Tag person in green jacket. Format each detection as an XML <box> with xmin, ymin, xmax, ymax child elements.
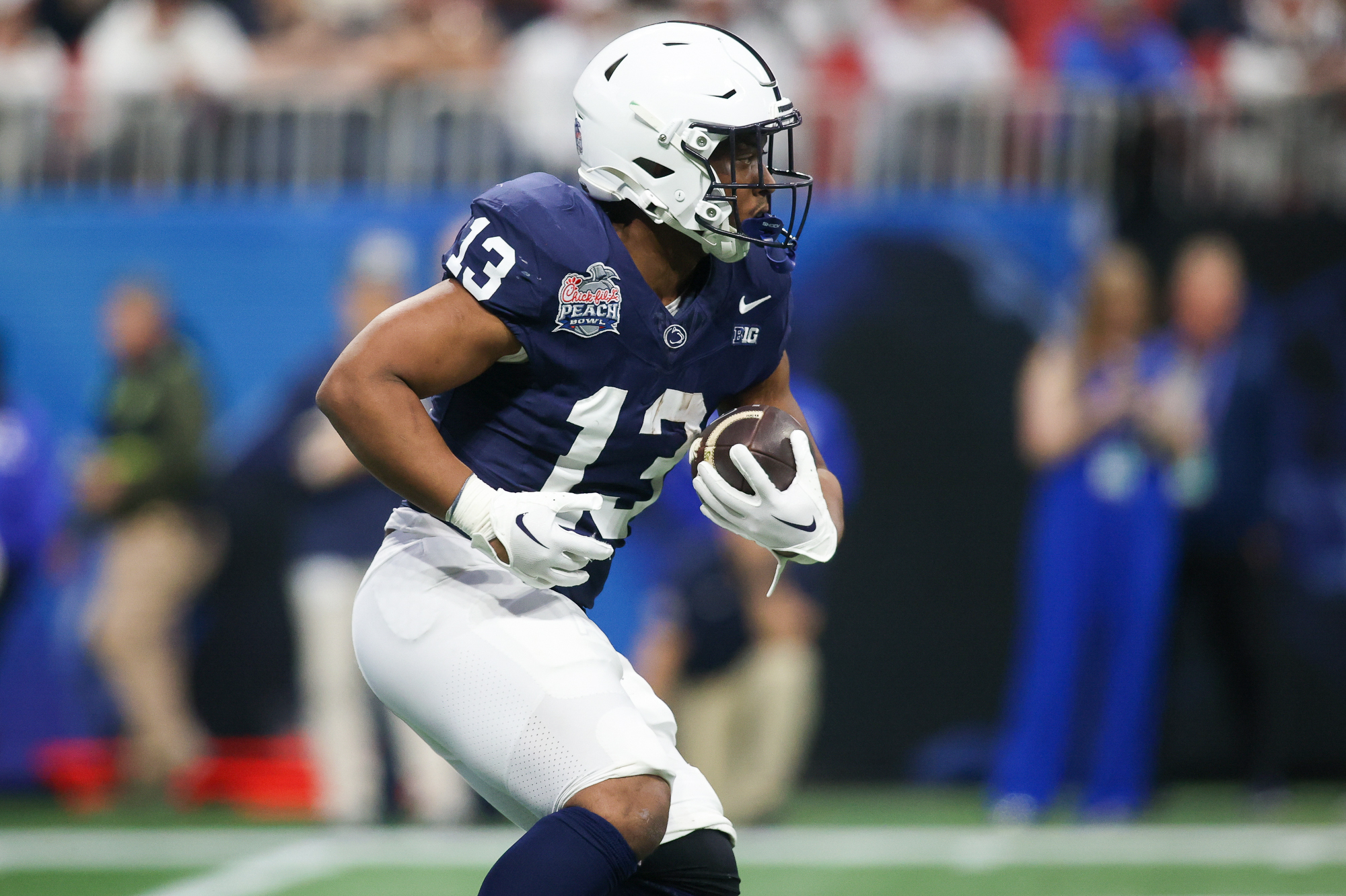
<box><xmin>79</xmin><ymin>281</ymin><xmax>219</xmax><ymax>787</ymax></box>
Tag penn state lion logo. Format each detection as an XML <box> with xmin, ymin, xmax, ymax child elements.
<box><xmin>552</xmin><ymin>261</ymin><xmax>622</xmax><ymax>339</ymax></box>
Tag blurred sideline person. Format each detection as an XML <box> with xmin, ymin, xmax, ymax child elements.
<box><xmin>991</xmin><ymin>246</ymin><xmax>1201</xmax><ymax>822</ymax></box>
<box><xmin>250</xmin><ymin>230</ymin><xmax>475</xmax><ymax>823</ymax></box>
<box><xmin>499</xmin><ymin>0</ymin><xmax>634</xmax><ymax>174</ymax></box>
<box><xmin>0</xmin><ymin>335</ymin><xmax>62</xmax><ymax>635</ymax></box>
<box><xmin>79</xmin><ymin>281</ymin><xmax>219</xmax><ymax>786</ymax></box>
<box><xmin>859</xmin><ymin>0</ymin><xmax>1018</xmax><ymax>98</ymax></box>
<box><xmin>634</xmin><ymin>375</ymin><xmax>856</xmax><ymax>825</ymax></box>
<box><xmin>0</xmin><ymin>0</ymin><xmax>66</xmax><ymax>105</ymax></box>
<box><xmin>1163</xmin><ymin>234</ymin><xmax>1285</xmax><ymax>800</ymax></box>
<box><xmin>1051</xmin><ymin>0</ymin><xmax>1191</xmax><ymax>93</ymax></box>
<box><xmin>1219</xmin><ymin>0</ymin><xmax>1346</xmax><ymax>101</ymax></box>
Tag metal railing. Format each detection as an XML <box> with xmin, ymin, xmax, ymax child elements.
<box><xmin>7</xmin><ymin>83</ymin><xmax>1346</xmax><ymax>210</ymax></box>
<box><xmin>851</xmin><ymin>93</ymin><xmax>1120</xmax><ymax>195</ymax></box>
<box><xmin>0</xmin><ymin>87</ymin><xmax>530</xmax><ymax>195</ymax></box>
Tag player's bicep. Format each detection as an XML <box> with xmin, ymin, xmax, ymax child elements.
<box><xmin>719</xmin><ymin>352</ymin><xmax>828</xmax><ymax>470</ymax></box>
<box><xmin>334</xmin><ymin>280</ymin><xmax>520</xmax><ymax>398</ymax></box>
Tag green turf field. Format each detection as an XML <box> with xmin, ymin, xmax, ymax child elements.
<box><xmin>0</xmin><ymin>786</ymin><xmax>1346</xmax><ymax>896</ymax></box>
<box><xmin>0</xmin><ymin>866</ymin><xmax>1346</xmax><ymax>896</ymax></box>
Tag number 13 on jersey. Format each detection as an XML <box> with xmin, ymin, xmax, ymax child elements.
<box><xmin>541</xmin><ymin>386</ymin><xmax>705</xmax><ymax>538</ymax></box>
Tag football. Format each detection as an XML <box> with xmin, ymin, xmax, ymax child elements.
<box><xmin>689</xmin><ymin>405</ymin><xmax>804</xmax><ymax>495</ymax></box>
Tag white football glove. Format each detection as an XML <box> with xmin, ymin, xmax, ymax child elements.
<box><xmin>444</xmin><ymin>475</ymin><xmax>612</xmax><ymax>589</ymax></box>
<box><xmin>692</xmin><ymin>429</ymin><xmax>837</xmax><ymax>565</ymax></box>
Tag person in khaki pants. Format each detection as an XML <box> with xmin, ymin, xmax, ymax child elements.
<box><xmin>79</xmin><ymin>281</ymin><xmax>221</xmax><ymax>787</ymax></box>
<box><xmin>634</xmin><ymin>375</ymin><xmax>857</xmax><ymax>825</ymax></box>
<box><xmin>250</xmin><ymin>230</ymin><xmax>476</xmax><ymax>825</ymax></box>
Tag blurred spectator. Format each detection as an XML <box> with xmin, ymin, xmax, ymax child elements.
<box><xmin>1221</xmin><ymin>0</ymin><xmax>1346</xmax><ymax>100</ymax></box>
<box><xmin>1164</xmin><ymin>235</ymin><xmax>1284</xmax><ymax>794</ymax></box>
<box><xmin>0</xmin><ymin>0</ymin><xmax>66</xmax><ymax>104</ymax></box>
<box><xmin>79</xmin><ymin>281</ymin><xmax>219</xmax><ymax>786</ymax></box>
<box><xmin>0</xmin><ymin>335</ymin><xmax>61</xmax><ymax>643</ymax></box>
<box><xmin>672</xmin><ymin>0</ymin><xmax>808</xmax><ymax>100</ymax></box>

□ □ □ □

• **Exercise aim**: In the records above, locate every line that contains the word "football" and copy each such line.

• **Finished answer**:
Tag football. Format each detection as an XML <box> with xmin, ymin, xmax, ymax child elements.
Tag white football glove. Format each detection as an XML <box> with xmin, ymin, xmax, ymax child elements.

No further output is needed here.